**EXCERPT PROVIDED**
I LOVE Christmas. It’s definitely my favourite time of the year.
I love pretty much everything about it – the food, the time spent with loved ones, the fact that singing Christmas song (badly) in public is acceptable – what’s not to love? Oh and the PRESENTS. As a child, these were the absolute highlight of the holiday. Huddled around the tree, my family and I would take turns opening our gifts, ripping back the shiny wrapping paper and carefully tied bows, excited to see what new toy, or fancy item of clothing, they contained.
But as the years went on and the older I got, (and presumably the harder it was for people to buy me presents), the concept of crappy Christmas gifts became very real to me. Of course there were still wonderfully thoughtful presents, but these great presents were being outnumbered by some incredibly well-meaning, but generally terrible, gifts. I’ve lost track of the number of soaps, scented candles and floral stationary sets I’ve received over the years.
We’ve all received unwanted gifts like this before – whether it’s the pair of socks from Nan, or the novelty Christmas-themed plate or mug from your aunt. A survey found that Australians will spend upwards of $700 million on these unwanted presents.
Most of which will end up gathering dust in our cupboards, unwanted. Unused. Unloved. Or worse – end up in our bins and eventually in landfill. Not to mention the added waste that goes into the wrapping, cards and gift tags.
We’re always striving for ways to make this holiday as sustainable and green as possible, and minimising the waste that comes with buying unwanted presents is an awesome place to start.
Here at One Girl (www.onegirl.org.au), a start up charity working to provide access to education to women and girls in Sierra Leone, in amongst the waste we saw an opportunity. Imagine if we could capture just a TINY percentage of the $700 million wasted on unwanted presents and did something positive with it? It didn’t take us long to think of a project worthy of investing in.
One of the communities in which we work, Ronietta, is in desperate need of a new school. Their current mudbrick building has been badly damaged by tropical storms. Water has seeped in and softened the bricks, causing large cracks to form and sections of wall to collapse. The government has threatened to shut the school down because it’s so unsafe, but the 260 boys and girls attending there are so determined to get an education that they keep showing up, every single day.

**PROVIDED RECORDS**
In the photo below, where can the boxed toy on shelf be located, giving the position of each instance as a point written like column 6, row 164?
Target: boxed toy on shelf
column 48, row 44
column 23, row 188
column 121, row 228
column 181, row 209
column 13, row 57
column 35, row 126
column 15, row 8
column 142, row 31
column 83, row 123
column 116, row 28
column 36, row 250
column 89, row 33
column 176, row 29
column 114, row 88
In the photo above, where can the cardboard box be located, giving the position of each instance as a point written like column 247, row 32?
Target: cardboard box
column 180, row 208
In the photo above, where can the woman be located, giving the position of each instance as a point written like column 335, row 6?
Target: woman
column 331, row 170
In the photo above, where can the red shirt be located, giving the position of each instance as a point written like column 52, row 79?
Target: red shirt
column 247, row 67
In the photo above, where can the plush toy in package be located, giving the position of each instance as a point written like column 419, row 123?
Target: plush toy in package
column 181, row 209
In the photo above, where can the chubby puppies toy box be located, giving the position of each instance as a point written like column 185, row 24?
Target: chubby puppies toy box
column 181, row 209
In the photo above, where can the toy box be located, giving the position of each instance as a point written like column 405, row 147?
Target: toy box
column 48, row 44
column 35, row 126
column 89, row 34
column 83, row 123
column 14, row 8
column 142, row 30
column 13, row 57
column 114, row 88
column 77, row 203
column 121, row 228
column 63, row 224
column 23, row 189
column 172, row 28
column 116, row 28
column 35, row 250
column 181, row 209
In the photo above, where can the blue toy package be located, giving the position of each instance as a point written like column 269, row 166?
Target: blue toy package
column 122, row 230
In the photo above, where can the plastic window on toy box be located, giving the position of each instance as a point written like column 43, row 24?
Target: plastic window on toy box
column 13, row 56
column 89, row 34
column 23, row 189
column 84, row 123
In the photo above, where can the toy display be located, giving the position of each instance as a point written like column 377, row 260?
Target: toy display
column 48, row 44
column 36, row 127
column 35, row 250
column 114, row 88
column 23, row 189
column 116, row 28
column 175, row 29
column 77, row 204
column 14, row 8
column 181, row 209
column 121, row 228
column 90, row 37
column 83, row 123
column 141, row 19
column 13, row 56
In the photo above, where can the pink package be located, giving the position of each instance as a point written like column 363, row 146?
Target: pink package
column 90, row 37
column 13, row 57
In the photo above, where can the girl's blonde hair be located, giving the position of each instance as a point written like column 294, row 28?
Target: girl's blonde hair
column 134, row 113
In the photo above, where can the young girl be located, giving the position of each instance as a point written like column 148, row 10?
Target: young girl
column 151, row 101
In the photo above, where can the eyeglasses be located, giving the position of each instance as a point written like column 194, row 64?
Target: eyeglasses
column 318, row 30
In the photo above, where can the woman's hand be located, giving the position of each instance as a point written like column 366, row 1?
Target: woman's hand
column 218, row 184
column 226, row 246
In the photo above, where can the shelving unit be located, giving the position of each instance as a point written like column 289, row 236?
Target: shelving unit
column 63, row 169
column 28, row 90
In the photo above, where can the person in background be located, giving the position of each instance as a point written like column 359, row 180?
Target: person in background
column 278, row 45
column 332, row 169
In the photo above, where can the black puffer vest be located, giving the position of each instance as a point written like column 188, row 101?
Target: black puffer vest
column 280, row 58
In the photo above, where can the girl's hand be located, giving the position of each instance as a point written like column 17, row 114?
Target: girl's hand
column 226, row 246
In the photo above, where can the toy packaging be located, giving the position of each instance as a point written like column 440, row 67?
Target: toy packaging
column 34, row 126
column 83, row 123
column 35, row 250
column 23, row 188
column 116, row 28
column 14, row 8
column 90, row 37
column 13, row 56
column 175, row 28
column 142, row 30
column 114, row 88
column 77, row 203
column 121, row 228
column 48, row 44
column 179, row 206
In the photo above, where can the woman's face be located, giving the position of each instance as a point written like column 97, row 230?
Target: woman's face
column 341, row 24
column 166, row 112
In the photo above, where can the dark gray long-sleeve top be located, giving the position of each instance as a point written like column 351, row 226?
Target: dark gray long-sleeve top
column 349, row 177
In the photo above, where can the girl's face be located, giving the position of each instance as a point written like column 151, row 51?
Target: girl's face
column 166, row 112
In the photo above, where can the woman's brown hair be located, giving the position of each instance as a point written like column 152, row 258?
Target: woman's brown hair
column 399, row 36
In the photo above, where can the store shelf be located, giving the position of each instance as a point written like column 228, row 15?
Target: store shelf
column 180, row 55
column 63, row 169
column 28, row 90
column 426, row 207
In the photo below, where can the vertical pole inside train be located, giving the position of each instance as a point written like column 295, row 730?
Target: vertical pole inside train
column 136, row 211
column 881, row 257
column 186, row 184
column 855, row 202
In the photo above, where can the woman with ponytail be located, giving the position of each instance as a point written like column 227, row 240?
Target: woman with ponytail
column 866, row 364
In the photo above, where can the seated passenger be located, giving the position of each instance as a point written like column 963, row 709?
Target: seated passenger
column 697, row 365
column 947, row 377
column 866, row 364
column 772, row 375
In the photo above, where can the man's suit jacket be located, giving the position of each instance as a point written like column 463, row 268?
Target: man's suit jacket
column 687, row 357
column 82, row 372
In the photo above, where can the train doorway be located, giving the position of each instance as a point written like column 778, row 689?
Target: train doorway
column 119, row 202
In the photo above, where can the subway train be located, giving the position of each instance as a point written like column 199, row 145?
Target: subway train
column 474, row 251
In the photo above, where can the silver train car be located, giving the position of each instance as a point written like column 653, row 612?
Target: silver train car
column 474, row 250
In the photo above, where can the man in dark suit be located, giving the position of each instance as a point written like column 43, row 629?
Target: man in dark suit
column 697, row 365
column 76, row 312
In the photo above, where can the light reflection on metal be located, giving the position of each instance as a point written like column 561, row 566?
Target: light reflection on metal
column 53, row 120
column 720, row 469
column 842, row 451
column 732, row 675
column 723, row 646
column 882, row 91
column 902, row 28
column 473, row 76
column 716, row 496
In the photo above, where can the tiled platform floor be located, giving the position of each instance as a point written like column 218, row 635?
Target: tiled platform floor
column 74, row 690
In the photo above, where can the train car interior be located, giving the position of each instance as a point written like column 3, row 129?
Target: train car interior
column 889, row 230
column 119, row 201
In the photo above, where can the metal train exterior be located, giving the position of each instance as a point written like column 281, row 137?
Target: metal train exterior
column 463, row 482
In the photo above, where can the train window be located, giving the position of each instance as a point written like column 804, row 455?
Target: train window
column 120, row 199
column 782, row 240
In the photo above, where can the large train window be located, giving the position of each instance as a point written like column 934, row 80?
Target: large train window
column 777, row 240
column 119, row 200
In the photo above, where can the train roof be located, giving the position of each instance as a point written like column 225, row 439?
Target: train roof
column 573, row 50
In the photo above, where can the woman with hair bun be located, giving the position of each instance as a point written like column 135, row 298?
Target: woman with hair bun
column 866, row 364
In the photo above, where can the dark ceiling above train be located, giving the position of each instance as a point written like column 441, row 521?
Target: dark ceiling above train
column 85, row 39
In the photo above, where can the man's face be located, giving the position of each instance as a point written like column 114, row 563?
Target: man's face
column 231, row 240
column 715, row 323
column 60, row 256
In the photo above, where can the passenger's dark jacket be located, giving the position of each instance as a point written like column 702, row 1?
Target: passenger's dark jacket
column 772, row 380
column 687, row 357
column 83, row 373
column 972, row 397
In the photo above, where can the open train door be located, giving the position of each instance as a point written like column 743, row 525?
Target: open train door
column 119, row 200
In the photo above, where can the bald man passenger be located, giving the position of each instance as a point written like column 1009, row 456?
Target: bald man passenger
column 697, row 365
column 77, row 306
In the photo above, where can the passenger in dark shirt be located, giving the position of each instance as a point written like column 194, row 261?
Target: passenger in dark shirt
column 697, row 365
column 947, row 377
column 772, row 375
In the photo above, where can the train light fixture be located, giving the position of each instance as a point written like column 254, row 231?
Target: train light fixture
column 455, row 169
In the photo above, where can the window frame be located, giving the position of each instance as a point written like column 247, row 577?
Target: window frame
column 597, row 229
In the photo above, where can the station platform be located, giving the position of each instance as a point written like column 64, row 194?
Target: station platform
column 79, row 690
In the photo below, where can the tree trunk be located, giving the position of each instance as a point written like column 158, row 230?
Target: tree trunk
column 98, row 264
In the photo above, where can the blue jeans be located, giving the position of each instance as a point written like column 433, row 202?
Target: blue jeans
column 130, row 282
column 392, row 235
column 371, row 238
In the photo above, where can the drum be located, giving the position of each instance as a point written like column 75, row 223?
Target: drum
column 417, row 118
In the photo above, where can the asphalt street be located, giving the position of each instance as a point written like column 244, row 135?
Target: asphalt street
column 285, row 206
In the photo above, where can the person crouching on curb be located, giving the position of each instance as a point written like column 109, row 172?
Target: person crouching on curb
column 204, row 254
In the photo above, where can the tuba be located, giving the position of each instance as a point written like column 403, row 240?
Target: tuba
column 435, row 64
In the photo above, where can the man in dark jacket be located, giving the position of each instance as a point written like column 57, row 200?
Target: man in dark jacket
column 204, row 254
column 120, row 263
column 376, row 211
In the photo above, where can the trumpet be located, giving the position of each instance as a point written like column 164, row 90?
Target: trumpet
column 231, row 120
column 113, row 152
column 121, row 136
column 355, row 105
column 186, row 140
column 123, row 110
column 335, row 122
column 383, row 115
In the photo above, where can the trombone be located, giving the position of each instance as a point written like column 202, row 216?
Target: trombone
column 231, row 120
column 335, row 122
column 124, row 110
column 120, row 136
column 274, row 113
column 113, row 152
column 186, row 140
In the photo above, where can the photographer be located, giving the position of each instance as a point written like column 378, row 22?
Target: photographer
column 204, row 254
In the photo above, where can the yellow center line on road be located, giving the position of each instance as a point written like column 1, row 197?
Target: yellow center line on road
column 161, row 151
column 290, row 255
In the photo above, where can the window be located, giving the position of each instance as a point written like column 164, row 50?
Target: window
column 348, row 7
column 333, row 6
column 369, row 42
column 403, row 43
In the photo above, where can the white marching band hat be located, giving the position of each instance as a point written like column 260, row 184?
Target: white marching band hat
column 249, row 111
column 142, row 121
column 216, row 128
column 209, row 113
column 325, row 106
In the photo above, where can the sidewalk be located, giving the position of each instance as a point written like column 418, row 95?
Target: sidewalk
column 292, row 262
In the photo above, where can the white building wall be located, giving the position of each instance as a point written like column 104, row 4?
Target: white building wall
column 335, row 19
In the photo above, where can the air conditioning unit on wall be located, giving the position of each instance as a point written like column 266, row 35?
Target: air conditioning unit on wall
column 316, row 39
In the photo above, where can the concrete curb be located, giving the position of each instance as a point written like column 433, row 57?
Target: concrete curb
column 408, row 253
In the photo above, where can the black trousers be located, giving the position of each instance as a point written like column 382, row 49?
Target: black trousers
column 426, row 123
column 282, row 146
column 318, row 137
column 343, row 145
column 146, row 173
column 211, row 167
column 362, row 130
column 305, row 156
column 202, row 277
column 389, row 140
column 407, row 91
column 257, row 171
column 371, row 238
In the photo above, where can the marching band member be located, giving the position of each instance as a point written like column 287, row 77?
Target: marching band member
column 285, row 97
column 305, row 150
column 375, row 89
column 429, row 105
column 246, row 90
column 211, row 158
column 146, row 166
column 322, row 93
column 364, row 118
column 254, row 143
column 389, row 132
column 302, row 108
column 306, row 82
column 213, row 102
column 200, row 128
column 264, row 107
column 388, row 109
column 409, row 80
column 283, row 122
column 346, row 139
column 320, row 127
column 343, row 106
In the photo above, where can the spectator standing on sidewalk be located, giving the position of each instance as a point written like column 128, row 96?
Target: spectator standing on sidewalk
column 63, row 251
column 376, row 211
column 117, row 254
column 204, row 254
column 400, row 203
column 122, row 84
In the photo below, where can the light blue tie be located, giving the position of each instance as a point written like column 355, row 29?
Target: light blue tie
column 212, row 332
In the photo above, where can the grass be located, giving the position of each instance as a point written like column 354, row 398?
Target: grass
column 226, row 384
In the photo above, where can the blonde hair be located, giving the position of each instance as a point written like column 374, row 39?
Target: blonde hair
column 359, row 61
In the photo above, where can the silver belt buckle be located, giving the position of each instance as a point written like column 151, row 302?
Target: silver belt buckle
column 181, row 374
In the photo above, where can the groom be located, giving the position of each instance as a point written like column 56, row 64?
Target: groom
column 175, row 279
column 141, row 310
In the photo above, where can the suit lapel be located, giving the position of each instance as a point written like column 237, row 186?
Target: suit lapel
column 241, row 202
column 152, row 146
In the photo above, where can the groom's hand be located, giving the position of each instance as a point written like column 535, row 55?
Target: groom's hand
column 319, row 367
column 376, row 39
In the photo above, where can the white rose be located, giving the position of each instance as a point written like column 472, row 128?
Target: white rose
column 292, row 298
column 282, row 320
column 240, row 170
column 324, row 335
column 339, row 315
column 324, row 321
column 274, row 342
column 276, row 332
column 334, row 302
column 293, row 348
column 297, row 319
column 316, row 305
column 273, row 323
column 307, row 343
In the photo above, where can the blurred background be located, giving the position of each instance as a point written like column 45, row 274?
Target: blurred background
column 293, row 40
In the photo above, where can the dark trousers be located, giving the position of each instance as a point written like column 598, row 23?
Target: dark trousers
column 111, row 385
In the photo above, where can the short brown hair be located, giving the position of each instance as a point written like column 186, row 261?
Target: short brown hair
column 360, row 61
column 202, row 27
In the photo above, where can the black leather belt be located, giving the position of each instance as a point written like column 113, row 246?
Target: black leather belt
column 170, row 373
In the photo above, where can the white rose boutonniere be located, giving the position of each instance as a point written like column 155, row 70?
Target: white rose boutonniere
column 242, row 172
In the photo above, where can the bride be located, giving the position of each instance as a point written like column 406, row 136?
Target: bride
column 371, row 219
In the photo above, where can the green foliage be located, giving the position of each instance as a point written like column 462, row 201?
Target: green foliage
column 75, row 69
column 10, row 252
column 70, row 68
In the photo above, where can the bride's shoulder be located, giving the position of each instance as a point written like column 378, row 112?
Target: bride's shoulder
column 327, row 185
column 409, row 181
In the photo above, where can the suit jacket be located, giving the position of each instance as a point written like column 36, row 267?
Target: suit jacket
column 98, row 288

**STATED GOAL 1**
In the post about unwanted Christmas gifts, how many boys and girls attend the school in Ronietta?
**STATED GOAL 2**
Reproduce the post about unwanted Christmas gifts, everything from "I love pretty" down to "clothing, they contained.".

**TASK SOLUTION 1**
260

**TASK SOLUTION 2**
I love pretty much everything about it – the food, the time spent with loved ones, the fact that singing Christmas song (badly) in public is acceptable – what’s not to love? Oh and the PRESENTS. As a child, these were the absolute highlight of the holiday. Huddled around the tree, my family and I would take turns opening our gifts, ripping back the shiny wrapping paper and carefully tied bows, excited to see what new toy, or fancy item of clothing, they contained.